● **Reading text**
____________________
Well, I was about to say superheroes.
It might sound as a very trivial comparison.
But the point about, you know, comic book superheroes is that they're both far greater than us and they are very human.
And the sort of petty, trivial, slightly demeaning qualities with which the gods are imbued, that's what makes them appealing to a child reader, right?
They're jealous and they're venal and they lie and cheat and all of those kinds of things.
Which is to say that in the portrayal of the Greek gods, there are all kinds of contradictions and complexities and ambivalences.
But the achievement of the poets, Eziat, Homer, and then the other great poets that will be looking out over the course of this series, they kind of synthesize them and they do it to such potent effect that Zeus and the other Olympians, you know, as we keep saying, continue to fascinate to this day, far more than any other group of gods.
I would say, from any comparable pantheon.
Yeah, definitely.
But Dominic, you were asking before the break,
where do these contradictions come from, say, in the character of Zeus,
and how are they reconciled?
He said in the Theogony explains the origins of Zeus
in terms of his descent from the earth and from the heavens.
But scholars, since the end of the 18th century,
have known better, specifically since 1786,
because that was the year when a British scholar in Calcutta,
a guy called Sir William Jones, gave a lecture in Calcutta.
And in it, he demonstrated the Greek, Latin, Sanskrit, the ancient language of India.
These languages all shared a common linguistic route.
And you can see this very clearly when you look at the name of Zeus.
So the full name of Zeus is Zeus, Pater, Father Zeus.
And...
If you think of the name of the king of the gods in Rome, Jupiter, it's clearly the same name.
And in Sanskrit, I gather, it's Diospata.
So it's a kind of emblematic illustration of the way in which those three ancient languages clearly had a common root.
And today, the consensus among scholars would be that Zeus originated actually in what is now Ukraine as the sky god of a people that philologists call Indo-Europeans.
and that already by the time that Homer and Hesiod are sitting down to write about Zeus,
he's maybe two, three millennia old.
Tom, can I ask a layman's question?
Actually, you might not be able to answer this.
How can people possibly know where Zuse came from?
How have they been able to trace that back to Ukraine?
It's a very complicated question, and I think would require an entire episode,
and it would be fun to do that episode.
It involved a lot of linguistics.
Right.
People thought maybe that the Indo-Europeans came from Anatolia or further towards India.
It's based on philological and archaeological evidence.
And maybe we could do an episode on that because it is very, very interesting.
That's a very good answer because it's someone saying, it's just satisfying, but also evasive.
It's not evasive, but if we're going to get on with this, I haven't got time to get into how people have identified the homeland of the Indo-European.
I know you know it, but you just don't want to waste time telling me.
Go on, continue with your story.
Exactly so.
But I think you can assume that the Greeks are Indo-European speakers, that they are coming into Greece from the north, and that therefore this is why the Greeks everywhere acknowledge Zeus as the king of the gods, because their ancestors have been doing so long before they ever came to Greece and came to identify themselves as distinct communities of Greeks.
____________________
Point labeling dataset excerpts

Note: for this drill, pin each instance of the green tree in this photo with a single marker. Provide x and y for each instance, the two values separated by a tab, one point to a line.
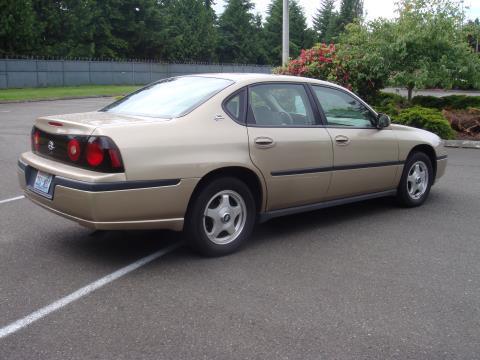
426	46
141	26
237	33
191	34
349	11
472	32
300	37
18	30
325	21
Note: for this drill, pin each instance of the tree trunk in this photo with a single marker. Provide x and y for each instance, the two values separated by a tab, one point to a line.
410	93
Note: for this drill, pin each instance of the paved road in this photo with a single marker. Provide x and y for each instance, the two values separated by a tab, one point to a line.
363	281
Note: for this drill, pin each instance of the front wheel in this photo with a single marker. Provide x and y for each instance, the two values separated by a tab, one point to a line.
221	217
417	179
____________________
● **Prompt 1**
List every geographic place named in the transcript about the Greek gods.
● **Prompt 2**
Rewrite every line of the point labeling entries as a numbered list, omitting the pictures and any blank lines.

● **Response 1**
Calcutta, India, Rome, Ukraine, Anatolia, Greece

● **Response 2**
1. Note: for this drill, pin each instance of the green tree in this photo with a single marker. Provide x and y for each instance, the two values separated by a tab, one point to a line.
2. 426	46
3. 141	26
4. 237	33
5. 191	34
6. 349	11
7. 472	32
8. 300	37
9. 18	30
10. 325	21
11. Note: for this drill, pin each instance of the tree trunk in this photo with a single marker. Provide x and y for each instance, the two values separated by a tab, one point to a line.
12. 410	93
13. Note: for this drill, pin each instance of the paved road in this photo with a single marker. Provide x and y for each instance, the two values separated by a tab, one point to a line.
14. 363	281
15. Note: for this drill, pin each instance of the front wheel in this photo with a single marker. Provide x and y for each instance, the two values separated by a tab, one point to a line.
16. 221	217
17. 417	179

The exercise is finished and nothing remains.